§ **DOCUMENT PASSAGE**
Life forms do not violate the second law of thermodynamics, simply put Maxwell's Deomn obtains work without releasing heat, a perfectly efficient engine. We can not perform work without expending heat, by doing work (to catch fish) he expends heat, that is WHY he needs to eat, because witout it he will be unable to replace the energy lost by heat while he is hunting.

[edit] Why did I cut everything?

Before my edit, this article was a work in progress -- there were numerous headlines without content, and various notes for future revisions, with promises to flesh out more soon. I checked the history, and to the best I can tell, this semi-finished version has been up for months. It seems to me that an actual article, whatever it's limitations, is better than a worksheet, not least because the latter may intimidate people who have something to add, but feel that they should wait for the contributions of this other user, who has promised to return at some unspecified time.

If you are that other user, just revert my changes; your worksheet is still there in memory, and you can post your completed version when it's completed. Hope you get to it soon; I'd like to read it!

NoahB 18:41, 26 Apr 2005 (UTC)

[edit] Removed references

Nice introduction to thermodynamics, but Feynman uses the ratchet and pawl model instead. Maxwell's demon is mentioned very briefly (lecture 46, middle of page 5), so the explanation is not very clear or tight. Hardly a first choice for a reference.

  • Grayce, Christopher J., "Maxwell's Demon". Educational Applets. University of California, Irvine, Irvine, CA.

404 Not Found

How is this helpful?!

This paper didn't pass peer review, and for a good reason — it demonstrates lack of understanding of the 2nd law and the well-known solutions to the Maxwell's demon paradox. There are ample correct references in the book by Leff and Rex.

This is the first chapter from the book by Leff and Rex, and now linked as such.

[edit] some problems with article

I'm not a mathematician or a physicist, and am certainly not an expert on Maxwell's Demon. However, in browsing around the internet and looking at some other sources, I think there are some serious problems with this article. First of all, the description of the Szilard experiment is vague and doesn't seem to jibe with other accounts I've looked at. I've tried my best to tweak it, but it's hard to know if I've succeeded since, as I said, I'm not an expert. Second, I separated the Bennett experiment from the Szilard experiment, but it too needs to be expanded on and better explained. Finally, the article suggests that Maxwell's Demon has been refuted, and that the Bennett experiment is final. From poking around the web a little, I don't think that's the case...though, again, I don't really have the background to know for sure. Anyone with more knowledge than me able to respond to these points? NoahB 13:53, 3 Jun 2005 (UTC)

[edit] How about Maxwell's demon disproving the SLTD?

Currently, the first line runs:

Maxwell's demon is a character in an 1867 thought experiment by the Scottish physicist James Clerk Maxwell, meant to illustrate the second law of thermodynamics.

§ **EXTRACTED MATERIAL**
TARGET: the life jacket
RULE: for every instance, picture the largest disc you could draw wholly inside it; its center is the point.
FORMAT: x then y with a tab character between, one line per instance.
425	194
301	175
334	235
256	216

§ **THE TASK**
Extend the Maxwell's demon discussion, starting after its last sentence. The entries are separate material and have no connection to the Maxwell's demon discussion.

§ **TASK ANSWER**
But shouldn't it say "...meant to disprove..." or, at least "...meant to complicate the second law ofr thermodynamics"? That's what Maxwell himself claimed it did. I'm ignorant, though, so maybe someone out there who knows more can make the change.

[edit] More References To Maxwell's Daemon

Look in Ken Kesey's Daemon Box - there's a notable regard to Maxwell's Daemon and Psycology

[edit] Oversight?

I am probably missing something, but isnt' Bennett's idea a little short-sighted? Who is to say that information storage space would eventually run out? Surely there must exist or will soon exist an information storage device large enough to catalogue the status of every molecule in a sufficiently small collection of molecules as either 'A' or 'B'.

In that case the 'entropy' of the memory will increase. Initially the memory was empty, but over time it accumulates more and more random information. On the long run this is unsustainable.Count Iblis 15:31, 10 August 2005 (UTC)
If you have a source where that objection is made, cite it and put it in the article. Otherwise it's original research, which Wikipedia usually tries to avoid. Also, you can sign your post by typing four tildes (~). NoahB 18:08, 16 Jun 2005 (UTC)

[edit] my mistake

I see what you're saying. I apologize; it's my nature to argue ;) Taurrandir 16:45, 18 Jun 2005 (UTC)

No apology necessary. My goodness, go look at Wikipedians bashing each other on Talk:Mother Theresa or Talk:Abortion or any number of other places. You raised a legitimate question and presented it politely -- can't ask for more than that. NoahB 13:05, 20 Jun 2005 (UTC)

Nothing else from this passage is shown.